* _WORK INSTRUCTIONS_
Copy the listing from the line containing "Place a dot on every instance of the man in light" through the end, swapping "flagpole" for "lamppost" and leaving everything else unchanged.

* _PROVIDED MATERIAL_
-- START --

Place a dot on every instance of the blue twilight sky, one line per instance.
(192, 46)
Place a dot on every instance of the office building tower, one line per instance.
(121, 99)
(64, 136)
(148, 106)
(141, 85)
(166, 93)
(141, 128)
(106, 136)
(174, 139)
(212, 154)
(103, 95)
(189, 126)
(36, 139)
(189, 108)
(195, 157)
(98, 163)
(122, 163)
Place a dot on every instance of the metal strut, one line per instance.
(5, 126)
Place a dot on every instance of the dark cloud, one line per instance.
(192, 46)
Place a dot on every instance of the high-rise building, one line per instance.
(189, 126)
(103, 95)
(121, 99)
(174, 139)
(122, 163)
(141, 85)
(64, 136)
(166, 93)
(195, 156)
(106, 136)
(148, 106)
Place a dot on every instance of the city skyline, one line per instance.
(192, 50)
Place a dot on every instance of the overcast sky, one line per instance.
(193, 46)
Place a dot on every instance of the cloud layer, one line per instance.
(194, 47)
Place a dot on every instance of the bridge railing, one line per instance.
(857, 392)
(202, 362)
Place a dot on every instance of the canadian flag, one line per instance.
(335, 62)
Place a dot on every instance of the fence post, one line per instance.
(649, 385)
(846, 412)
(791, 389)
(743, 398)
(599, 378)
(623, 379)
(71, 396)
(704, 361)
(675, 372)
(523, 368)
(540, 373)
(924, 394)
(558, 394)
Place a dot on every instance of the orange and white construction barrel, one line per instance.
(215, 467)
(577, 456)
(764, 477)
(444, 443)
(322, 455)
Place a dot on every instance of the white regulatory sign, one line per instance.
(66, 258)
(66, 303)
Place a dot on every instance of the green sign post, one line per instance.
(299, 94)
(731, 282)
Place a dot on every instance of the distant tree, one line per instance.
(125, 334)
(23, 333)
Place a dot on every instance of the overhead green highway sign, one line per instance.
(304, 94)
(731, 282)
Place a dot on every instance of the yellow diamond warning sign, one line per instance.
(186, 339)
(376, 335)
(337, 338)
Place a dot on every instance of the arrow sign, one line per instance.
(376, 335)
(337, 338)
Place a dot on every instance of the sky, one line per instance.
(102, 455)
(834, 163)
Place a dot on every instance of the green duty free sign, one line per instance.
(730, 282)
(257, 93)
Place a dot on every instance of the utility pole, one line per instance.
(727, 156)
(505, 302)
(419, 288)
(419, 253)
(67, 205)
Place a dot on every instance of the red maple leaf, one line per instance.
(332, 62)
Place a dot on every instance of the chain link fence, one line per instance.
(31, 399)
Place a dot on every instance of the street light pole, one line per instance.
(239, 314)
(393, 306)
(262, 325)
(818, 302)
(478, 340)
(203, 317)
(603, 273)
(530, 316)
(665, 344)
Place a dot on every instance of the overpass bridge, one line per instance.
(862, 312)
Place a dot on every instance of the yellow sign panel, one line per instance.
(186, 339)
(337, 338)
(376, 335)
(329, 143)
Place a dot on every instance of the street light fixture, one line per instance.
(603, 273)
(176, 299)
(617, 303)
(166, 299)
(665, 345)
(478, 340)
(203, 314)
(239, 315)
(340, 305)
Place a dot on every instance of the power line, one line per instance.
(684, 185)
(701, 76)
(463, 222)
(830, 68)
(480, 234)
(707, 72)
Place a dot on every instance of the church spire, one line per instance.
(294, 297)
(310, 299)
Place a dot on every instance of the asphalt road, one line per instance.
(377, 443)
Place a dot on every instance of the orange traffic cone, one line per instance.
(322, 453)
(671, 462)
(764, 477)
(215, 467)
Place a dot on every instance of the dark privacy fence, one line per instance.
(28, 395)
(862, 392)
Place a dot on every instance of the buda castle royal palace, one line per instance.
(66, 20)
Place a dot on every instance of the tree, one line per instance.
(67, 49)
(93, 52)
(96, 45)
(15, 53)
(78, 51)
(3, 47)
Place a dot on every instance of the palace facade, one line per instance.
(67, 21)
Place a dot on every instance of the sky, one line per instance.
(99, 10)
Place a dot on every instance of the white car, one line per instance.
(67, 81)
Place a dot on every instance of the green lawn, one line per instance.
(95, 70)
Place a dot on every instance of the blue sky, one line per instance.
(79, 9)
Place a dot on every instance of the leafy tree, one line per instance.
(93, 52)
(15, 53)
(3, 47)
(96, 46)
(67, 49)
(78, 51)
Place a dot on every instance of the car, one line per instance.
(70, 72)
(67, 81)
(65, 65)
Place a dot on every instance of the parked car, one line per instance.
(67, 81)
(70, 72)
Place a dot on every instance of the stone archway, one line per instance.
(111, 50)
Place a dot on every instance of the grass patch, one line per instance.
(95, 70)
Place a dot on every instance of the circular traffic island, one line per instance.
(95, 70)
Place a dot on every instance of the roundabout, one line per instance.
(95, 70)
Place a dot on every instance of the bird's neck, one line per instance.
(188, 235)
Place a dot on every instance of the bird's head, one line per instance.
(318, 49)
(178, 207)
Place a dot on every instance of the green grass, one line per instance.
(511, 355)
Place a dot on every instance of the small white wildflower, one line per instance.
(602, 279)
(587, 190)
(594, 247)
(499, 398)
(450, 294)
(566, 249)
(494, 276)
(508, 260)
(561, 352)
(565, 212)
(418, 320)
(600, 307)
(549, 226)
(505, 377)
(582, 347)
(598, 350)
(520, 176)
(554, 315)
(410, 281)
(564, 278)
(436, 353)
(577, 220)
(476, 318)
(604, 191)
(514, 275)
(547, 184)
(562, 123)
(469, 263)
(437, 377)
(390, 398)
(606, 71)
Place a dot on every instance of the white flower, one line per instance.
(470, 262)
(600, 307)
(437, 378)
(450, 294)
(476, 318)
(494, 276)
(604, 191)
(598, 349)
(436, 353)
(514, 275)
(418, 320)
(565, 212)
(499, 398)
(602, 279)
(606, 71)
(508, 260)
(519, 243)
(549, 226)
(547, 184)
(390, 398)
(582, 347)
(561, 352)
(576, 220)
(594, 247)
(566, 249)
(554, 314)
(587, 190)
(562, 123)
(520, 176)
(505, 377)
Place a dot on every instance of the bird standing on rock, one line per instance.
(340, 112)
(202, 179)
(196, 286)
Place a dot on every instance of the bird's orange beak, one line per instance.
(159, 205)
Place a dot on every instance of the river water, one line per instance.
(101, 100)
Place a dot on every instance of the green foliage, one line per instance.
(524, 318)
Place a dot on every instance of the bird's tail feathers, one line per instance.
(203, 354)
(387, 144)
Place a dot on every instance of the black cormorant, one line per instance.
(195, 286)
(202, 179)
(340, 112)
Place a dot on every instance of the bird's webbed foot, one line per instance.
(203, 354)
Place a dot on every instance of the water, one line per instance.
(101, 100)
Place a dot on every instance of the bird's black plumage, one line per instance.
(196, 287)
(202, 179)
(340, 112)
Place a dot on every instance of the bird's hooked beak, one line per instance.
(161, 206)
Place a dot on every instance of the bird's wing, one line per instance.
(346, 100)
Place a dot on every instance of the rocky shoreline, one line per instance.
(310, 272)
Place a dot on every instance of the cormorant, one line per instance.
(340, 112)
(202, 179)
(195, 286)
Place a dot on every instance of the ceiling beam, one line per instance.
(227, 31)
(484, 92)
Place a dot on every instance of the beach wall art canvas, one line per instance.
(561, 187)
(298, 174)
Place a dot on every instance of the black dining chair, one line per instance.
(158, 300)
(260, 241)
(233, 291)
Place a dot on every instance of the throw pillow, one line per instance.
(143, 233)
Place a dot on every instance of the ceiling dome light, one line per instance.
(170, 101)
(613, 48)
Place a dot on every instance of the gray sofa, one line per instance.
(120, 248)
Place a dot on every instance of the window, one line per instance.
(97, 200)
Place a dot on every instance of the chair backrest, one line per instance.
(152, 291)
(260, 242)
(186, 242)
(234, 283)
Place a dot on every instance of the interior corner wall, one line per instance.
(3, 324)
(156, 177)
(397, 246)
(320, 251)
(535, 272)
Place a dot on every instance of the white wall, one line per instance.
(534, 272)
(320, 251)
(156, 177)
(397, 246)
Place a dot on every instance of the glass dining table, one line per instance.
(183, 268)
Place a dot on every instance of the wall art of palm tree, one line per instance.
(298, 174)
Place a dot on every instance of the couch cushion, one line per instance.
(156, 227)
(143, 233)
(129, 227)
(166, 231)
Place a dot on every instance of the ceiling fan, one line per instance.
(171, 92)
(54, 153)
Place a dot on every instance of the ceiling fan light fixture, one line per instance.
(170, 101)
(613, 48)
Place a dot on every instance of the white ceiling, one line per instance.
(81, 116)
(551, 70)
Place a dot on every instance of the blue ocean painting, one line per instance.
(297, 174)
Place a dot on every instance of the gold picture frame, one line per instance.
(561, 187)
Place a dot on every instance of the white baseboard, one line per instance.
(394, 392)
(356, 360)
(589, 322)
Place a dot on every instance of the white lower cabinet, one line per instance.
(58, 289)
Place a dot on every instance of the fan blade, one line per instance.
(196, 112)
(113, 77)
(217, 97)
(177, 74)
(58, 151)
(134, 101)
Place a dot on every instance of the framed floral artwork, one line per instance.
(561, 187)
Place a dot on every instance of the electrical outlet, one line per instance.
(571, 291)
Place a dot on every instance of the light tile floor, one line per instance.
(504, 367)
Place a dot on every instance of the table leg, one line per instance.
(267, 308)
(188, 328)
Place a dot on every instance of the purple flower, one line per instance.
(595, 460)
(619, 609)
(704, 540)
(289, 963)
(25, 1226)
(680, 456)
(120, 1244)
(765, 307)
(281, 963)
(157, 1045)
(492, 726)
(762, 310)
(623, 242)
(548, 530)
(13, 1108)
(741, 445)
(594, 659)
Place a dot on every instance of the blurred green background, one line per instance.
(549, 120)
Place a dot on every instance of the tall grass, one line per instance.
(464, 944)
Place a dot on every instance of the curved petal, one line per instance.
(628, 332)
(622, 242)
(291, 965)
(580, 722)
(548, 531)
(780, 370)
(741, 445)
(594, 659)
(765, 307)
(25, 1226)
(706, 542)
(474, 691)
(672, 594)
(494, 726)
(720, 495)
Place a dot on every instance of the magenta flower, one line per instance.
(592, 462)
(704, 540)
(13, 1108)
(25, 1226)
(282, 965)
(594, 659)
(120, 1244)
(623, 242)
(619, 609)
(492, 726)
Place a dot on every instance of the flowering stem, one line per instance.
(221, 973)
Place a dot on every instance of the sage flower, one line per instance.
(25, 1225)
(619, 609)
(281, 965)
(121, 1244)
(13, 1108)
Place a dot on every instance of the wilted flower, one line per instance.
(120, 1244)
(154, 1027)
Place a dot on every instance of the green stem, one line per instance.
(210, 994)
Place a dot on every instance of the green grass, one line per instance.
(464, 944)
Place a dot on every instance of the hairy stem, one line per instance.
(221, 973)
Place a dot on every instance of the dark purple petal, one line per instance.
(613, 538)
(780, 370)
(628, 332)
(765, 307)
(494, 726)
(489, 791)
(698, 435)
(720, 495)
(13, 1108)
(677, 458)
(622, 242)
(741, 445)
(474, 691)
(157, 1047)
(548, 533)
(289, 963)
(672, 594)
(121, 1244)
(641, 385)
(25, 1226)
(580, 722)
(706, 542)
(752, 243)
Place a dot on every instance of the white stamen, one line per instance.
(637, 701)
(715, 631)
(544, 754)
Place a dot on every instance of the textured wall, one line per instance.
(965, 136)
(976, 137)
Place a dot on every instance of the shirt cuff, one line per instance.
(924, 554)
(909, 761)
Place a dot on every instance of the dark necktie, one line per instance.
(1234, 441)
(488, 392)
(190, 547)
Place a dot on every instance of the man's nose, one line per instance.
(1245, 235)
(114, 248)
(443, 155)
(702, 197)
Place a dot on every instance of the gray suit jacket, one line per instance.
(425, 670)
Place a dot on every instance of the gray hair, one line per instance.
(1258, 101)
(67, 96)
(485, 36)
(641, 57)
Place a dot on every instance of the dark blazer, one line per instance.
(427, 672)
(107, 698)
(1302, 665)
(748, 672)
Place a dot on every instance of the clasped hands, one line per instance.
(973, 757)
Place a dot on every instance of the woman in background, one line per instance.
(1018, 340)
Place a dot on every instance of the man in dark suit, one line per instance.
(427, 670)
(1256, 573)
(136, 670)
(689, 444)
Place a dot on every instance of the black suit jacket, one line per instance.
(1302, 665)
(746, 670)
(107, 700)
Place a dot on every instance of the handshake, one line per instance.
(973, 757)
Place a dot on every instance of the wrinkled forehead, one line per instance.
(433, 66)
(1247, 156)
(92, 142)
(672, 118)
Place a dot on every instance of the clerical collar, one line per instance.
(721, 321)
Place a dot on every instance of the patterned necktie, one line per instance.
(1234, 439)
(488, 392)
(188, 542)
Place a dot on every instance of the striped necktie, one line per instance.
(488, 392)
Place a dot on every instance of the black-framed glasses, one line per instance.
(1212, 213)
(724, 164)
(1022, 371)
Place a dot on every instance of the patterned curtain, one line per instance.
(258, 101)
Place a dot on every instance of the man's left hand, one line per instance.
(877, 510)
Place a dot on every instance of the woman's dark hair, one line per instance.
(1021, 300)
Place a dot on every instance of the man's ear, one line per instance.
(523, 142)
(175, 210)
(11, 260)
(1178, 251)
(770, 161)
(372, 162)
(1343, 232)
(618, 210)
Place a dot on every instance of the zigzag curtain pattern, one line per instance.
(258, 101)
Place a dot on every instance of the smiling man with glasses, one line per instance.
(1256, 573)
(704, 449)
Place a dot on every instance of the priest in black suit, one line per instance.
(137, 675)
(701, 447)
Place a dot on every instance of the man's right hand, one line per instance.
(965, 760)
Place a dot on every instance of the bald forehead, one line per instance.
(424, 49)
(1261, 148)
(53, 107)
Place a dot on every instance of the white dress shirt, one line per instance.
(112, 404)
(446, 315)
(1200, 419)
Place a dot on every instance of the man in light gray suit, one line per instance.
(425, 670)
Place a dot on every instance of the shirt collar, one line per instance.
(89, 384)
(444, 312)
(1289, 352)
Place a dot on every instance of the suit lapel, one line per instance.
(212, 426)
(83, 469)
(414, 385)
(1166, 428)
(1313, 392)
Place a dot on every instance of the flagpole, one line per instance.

-- END --

* _ANSWER BELOW_
Place a dot on every instance of the man in light gray suit, one line per instance.
(425, 670)
Place a dot on every instance of the shirt collar, one line per instance.
(89, 384)
(444, 312)
(1289, 352)
Place a dot on every instance of the suit lapel, one line per instance.
(212, 426)
(83, 469)
(414, 385)
(1166, 428)
(1313, 392)
Place a dot on every instance of the lamppost, one line per instance.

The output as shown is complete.